**WHAT TO DO**
Extract every line of the material below that contains the string "plastic", matching case exactly.

**MATERIAL**
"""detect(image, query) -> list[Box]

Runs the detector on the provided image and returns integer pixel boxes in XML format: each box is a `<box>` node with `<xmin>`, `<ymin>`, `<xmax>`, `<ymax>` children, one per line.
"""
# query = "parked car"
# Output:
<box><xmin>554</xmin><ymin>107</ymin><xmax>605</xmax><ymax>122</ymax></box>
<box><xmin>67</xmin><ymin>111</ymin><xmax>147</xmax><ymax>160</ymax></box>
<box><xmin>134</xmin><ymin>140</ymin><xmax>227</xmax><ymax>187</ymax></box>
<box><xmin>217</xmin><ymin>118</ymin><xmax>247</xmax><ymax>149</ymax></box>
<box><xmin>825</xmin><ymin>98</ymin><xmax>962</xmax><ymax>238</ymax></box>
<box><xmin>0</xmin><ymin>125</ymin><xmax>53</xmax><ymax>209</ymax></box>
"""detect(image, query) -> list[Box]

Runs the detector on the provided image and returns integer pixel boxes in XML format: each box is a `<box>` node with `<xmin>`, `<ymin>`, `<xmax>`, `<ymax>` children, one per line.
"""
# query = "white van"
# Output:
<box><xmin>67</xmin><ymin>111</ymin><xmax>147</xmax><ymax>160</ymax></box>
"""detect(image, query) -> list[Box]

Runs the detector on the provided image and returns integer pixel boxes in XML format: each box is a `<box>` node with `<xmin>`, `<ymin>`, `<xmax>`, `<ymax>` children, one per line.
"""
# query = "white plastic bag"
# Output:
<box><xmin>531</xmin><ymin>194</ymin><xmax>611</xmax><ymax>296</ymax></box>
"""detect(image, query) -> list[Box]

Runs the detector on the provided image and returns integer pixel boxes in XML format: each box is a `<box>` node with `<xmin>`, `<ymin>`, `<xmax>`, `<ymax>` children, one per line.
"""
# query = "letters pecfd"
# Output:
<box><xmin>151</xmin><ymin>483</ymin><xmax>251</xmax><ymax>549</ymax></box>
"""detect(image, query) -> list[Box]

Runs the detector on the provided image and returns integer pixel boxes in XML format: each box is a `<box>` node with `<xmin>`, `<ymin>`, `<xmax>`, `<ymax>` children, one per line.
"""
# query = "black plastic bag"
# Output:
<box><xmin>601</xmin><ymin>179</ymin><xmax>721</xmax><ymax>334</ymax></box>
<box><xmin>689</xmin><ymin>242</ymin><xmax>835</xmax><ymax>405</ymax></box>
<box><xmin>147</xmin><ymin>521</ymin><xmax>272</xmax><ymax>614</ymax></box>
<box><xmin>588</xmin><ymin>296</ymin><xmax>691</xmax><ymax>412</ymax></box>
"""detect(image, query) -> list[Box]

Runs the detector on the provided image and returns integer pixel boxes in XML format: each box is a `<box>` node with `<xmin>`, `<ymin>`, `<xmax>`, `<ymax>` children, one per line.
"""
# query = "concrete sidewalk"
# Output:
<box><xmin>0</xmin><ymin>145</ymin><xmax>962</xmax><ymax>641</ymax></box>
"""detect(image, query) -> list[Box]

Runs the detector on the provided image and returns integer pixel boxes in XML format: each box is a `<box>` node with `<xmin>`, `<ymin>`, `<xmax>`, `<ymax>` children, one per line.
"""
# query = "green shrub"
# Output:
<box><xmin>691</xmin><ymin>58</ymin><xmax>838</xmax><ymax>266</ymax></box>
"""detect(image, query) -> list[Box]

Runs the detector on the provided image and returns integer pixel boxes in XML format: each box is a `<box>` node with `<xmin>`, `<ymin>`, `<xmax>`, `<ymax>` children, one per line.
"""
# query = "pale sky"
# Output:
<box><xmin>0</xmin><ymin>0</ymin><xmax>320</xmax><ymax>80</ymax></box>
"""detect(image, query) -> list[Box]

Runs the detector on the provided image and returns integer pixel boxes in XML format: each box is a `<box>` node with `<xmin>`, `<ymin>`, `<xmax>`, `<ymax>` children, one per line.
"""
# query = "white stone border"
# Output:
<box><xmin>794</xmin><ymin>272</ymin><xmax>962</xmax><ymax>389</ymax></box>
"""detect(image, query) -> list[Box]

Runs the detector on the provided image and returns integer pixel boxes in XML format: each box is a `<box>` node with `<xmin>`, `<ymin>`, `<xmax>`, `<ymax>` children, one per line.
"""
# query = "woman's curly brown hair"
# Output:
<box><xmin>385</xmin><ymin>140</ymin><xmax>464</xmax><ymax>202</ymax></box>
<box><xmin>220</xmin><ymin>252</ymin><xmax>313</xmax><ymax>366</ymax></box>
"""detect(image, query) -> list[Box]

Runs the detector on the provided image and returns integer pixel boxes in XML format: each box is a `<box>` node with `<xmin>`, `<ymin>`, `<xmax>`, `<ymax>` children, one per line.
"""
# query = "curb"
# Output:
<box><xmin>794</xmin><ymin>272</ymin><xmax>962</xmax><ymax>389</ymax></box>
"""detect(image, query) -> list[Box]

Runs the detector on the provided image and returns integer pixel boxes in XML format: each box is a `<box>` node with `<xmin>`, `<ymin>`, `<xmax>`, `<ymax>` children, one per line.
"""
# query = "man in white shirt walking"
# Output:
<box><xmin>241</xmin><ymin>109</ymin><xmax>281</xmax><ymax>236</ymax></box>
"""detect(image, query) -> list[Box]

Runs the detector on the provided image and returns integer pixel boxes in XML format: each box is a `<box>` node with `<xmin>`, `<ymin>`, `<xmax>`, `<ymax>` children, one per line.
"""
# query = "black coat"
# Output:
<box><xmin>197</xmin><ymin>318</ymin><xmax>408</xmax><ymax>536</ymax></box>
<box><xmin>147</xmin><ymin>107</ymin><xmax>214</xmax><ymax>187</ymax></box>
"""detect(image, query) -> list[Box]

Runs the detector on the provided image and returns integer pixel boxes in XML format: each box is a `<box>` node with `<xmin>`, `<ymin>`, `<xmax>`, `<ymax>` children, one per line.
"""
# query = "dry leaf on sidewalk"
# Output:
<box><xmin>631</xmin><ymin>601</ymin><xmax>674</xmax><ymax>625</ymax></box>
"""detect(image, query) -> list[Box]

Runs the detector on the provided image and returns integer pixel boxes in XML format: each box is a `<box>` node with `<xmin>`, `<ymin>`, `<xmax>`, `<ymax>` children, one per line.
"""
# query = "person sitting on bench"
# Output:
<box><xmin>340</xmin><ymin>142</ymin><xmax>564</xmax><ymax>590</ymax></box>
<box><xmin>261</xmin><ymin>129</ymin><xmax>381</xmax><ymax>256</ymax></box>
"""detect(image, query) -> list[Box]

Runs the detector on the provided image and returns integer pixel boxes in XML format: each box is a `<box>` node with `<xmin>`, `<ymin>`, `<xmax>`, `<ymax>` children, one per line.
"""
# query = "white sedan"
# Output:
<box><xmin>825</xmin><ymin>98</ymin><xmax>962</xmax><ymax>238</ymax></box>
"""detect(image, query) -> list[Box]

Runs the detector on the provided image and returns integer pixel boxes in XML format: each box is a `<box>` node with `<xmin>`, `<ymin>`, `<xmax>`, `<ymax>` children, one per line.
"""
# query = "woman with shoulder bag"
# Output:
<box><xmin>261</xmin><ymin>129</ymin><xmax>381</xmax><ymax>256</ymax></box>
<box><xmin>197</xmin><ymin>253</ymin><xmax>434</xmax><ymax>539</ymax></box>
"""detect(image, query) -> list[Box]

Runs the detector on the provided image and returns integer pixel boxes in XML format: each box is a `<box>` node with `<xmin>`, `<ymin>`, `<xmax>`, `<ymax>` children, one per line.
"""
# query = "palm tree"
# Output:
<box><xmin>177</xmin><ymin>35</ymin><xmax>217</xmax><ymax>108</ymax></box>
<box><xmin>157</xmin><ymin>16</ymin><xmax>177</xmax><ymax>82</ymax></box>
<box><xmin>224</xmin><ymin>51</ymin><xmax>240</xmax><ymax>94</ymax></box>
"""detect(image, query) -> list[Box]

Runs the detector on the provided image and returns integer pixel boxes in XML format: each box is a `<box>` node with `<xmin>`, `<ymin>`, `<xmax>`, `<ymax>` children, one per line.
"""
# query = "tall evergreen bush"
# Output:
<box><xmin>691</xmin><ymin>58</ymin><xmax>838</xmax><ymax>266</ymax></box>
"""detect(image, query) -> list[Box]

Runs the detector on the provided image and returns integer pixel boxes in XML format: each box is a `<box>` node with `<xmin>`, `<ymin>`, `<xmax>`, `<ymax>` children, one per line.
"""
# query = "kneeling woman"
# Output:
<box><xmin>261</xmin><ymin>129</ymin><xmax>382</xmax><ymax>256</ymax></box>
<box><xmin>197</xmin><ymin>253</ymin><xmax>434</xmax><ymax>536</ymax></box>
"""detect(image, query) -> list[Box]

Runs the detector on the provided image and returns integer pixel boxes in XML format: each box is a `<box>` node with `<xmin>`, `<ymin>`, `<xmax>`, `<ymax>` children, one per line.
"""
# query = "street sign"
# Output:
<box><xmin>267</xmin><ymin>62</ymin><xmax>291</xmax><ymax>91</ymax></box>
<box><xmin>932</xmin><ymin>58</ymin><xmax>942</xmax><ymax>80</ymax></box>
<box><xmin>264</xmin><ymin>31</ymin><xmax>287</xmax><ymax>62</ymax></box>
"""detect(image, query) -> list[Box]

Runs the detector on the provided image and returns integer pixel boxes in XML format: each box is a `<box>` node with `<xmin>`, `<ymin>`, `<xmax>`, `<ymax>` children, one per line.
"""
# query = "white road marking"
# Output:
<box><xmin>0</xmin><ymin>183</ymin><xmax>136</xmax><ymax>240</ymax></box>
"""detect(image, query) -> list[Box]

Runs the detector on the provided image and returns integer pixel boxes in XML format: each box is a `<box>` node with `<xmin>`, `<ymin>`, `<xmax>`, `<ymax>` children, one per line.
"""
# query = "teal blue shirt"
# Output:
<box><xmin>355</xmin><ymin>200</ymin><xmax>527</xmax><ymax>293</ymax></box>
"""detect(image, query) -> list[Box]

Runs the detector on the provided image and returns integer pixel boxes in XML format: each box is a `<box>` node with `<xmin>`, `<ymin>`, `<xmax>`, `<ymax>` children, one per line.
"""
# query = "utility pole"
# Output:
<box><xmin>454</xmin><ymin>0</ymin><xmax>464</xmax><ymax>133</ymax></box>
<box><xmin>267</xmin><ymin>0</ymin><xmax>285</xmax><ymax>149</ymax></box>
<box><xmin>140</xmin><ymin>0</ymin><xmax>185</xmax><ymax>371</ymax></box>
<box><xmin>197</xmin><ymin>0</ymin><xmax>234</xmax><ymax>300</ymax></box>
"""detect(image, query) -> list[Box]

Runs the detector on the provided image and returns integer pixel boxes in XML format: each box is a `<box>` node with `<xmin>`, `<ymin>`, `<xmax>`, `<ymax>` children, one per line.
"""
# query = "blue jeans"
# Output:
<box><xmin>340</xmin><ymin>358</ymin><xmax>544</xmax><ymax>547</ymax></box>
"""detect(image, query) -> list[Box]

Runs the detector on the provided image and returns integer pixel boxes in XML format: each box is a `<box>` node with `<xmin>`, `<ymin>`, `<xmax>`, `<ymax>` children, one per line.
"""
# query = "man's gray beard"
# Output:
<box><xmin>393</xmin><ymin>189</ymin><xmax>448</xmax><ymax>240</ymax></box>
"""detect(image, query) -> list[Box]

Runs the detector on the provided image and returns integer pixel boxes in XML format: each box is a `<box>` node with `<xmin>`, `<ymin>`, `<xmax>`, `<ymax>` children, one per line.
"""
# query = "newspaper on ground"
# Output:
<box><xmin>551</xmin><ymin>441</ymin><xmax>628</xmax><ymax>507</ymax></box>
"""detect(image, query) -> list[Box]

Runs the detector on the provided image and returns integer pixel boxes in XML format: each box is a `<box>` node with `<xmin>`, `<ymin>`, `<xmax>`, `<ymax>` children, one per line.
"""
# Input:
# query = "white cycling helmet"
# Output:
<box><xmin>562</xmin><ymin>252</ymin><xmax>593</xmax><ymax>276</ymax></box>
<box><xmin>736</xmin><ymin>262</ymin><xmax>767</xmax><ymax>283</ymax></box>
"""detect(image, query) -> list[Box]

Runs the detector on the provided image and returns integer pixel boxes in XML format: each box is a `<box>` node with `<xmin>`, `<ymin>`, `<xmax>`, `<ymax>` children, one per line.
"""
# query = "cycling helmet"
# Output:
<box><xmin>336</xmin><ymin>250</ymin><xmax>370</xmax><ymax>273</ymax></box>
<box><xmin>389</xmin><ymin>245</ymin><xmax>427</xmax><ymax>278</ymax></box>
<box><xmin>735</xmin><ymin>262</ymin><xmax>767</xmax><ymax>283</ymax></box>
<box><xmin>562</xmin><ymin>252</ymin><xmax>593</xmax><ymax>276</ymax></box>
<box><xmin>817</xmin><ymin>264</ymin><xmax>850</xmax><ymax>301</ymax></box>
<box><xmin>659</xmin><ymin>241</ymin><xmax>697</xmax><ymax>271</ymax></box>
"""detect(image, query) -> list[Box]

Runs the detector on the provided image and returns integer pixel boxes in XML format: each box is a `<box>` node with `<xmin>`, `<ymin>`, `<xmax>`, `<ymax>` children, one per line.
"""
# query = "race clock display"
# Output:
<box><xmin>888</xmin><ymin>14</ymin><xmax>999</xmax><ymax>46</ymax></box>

**EXERCISE OUTPUT**
# query = "white plastic bag"
# query = "black plastic bag"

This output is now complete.